[begin STORED DATA]

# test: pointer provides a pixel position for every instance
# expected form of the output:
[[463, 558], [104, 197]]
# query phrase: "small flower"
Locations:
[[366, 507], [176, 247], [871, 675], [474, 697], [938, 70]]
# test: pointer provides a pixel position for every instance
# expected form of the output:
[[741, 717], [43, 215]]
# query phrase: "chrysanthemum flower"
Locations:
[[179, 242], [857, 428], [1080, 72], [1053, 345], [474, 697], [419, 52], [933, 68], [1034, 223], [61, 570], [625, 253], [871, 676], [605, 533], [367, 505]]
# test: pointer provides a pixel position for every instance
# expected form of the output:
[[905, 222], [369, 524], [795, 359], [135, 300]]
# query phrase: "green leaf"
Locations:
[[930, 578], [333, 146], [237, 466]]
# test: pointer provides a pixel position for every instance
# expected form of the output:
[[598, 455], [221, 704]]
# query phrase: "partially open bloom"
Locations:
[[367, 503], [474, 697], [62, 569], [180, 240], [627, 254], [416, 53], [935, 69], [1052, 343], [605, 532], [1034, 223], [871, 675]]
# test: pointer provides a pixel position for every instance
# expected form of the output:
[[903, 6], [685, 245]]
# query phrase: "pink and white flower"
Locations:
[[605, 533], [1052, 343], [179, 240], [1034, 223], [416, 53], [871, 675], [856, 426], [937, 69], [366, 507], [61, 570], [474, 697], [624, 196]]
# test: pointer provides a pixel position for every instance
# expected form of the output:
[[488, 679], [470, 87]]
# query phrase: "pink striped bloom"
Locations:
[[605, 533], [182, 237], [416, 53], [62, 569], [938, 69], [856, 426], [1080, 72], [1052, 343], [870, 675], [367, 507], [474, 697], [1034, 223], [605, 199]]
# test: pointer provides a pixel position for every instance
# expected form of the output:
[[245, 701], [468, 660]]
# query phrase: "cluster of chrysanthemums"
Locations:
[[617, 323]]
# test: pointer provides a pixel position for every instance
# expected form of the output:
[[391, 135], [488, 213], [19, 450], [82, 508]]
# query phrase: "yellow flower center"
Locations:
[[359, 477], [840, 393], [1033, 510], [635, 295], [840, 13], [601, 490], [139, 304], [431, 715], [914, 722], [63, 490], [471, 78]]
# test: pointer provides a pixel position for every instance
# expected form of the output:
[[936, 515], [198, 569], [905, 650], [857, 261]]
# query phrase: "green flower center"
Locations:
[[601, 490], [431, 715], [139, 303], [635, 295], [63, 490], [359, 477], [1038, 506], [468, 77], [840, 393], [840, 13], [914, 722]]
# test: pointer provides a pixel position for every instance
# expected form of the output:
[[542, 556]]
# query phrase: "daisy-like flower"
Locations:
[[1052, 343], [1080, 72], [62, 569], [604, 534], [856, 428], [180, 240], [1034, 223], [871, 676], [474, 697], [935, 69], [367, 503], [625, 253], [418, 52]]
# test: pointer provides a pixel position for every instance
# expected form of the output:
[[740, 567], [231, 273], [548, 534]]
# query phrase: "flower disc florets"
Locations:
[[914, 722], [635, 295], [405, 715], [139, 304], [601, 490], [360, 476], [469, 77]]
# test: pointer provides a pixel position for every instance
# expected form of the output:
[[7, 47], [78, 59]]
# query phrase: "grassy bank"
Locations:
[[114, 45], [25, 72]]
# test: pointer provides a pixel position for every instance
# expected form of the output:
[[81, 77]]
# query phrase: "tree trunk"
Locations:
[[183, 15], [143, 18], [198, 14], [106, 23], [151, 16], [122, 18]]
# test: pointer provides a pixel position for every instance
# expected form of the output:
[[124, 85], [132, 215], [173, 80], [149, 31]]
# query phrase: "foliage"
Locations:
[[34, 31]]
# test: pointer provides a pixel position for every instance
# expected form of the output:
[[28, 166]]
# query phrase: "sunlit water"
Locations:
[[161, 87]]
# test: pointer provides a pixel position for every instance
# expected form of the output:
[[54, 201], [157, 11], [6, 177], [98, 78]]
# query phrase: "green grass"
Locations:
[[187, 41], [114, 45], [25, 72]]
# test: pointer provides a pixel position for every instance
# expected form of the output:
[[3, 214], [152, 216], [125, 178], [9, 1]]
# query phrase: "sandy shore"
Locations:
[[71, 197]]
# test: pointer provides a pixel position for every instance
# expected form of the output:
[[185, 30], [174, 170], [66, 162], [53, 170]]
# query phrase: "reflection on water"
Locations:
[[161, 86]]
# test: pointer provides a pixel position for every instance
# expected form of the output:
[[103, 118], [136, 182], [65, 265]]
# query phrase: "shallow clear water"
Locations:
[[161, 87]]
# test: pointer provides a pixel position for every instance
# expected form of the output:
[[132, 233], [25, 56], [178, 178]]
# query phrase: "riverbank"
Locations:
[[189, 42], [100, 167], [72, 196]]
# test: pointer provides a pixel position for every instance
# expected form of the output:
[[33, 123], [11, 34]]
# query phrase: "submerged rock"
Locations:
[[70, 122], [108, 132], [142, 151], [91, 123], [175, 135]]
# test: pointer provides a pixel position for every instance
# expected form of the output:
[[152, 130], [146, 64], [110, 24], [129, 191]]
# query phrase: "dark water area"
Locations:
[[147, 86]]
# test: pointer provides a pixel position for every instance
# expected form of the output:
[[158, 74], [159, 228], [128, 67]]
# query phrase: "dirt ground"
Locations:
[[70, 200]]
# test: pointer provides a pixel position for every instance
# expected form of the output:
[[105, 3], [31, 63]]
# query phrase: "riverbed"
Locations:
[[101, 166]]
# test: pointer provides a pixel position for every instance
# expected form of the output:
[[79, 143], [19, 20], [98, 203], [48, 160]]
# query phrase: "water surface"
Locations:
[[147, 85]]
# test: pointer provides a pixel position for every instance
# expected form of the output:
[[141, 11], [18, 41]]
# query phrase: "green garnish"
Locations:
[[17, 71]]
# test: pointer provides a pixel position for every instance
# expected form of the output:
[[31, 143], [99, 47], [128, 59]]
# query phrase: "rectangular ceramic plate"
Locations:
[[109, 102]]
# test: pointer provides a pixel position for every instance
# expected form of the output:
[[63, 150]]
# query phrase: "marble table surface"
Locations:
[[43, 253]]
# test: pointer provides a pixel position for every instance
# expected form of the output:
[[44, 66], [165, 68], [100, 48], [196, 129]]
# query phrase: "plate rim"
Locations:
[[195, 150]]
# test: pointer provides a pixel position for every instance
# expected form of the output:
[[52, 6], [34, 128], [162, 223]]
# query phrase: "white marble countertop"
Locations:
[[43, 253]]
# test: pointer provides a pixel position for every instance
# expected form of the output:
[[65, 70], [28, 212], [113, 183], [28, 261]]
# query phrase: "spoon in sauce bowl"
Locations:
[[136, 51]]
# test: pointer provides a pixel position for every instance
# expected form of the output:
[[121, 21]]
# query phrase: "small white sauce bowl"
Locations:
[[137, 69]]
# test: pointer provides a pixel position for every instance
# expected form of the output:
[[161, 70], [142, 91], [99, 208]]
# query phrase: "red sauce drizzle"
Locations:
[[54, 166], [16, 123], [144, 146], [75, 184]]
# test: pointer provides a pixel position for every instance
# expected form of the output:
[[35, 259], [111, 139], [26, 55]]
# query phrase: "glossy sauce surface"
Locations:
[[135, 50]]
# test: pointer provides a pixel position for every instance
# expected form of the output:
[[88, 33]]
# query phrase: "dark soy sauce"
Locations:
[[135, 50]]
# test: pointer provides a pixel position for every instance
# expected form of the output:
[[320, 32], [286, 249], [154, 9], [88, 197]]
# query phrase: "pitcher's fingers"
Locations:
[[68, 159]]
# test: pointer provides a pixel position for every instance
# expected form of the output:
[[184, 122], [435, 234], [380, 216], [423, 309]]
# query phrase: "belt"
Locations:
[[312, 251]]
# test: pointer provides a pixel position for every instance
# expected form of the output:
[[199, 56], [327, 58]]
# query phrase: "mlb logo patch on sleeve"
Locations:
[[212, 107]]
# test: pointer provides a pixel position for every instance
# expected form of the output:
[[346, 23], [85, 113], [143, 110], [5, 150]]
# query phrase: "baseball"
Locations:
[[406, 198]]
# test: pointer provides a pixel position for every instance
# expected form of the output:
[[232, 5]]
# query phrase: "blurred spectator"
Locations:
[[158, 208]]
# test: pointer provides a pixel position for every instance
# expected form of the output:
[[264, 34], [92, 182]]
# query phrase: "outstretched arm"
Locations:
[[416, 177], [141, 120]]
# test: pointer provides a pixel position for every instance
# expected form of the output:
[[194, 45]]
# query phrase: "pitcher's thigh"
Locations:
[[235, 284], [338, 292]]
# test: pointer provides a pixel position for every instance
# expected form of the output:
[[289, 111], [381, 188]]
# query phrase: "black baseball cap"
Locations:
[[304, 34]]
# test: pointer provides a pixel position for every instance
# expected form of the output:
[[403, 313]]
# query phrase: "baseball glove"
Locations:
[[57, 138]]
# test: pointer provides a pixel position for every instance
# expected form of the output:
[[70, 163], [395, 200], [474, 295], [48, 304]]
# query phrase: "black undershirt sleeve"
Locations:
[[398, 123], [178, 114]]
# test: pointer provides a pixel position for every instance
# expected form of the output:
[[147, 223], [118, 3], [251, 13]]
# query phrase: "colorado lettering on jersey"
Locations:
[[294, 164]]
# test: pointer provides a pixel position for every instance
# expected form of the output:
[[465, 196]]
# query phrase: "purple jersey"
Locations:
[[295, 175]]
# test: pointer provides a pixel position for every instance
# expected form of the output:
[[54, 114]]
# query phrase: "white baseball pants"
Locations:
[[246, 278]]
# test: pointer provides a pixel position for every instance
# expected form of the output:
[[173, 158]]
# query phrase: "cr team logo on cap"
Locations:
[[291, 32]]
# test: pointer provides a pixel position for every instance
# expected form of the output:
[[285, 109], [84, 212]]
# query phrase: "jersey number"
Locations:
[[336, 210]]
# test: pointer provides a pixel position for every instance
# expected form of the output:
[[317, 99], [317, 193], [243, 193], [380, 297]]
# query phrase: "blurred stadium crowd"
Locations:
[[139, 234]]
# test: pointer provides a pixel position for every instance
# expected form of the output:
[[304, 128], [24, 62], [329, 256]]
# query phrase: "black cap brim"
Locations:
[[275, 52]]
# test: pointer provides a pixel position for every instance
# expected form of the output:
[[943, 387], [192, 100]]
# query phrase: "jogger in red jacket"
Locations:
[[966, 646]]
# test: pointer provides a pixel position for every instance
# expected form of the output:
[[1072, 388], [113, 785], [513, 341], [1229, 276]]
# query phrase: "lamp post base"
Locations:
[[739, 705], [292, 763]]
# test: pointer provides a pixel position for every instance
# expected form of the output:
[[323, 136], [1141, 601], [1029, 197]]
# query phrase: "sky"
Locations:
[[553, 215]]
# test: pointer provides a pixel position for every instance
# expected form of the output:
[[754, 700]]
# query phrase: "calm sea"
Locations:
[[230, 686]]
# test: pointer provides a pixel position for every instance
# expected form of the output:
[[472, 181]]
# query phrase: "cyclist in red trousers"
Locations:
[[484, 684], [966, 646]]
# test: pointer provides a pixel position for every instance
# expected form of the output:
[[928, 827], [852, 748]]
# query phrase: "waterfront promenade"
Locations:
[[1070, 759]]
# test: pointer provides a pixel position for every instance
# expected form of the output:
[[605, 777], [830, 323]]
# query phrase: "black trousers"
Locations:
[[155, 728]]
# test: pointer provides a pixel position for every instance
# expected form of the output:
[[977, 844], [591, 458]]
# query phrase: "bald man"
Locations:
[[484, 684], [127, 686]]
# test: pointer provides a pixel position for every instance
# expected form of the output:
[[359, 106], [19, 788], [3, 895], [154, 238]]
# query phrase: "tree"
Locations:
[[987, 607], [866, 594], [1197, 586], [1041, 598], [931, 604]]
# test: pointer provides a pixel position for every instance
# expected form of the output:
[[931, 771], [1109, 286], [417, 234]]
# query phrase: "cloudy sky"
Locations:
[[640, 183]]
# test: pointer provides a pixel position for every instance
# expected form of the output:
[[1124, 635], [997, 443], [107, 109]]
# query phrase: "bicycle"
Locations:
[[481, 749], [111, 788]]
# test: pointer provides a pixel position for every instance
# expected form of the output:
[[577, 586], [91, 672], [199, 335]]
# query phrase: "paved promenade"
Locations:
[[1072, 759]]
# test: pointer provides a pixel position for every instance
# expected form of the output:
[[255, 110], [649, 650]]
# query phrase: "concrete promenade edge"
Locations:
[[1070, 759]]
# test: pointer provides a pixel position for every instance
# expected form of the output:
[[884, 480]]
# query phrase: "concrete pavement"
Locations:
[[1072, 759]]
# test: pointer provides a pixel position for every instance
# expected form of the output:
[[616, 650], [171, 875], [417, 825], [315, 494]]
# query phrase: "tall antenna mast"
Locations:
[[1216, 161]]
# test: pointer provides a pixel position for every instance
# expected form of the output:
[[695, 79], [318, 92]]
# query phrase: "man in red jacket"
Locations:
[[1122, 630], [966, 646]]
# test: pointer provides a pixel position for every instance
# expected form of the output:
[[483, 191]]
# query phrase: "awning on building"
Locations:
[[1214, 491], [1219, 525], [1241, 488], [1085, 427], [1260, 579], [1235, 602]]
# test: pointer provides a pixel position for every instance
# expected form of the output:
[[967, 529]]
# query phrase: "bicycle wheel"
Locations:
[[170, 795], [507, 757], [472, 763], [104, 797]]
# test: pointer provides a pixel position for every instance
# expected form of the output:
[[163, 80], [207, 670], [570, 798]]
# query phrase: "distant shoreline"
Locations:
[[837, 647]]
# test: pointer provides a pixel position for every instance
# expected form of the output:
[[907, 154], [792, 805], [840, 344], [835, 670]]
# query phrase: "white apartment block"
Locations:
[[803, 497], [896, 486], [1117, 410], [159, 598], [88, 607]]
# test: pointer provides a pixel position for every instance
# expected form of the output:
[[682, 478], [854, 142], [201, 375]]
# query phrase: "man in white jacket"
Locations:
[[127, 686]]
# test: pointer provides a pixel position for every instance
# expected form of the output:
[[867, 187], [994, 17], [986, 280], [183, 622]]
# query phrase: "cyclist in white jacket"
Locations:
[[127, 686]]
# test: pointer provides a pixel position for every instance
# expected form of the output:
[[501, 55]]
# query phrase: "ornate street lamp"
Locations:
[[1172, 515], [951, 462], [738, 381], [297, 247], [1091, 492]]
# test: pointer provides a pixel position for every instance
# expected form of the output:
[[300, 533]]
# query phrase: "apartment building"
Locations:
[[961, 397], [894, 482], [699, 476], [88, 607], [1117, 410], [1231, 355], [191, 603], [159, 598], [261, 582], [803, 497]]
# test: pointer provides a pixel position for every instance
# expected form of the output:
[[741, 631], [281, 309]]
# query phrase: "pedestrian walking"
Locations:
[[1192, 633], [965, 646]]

[end STORED DATA]

WRITTEN PROBLEM: How many lines in the records above contain the string "bloom", with case counting? Reply with the number alone.

PROBLEM SOLUTION: 2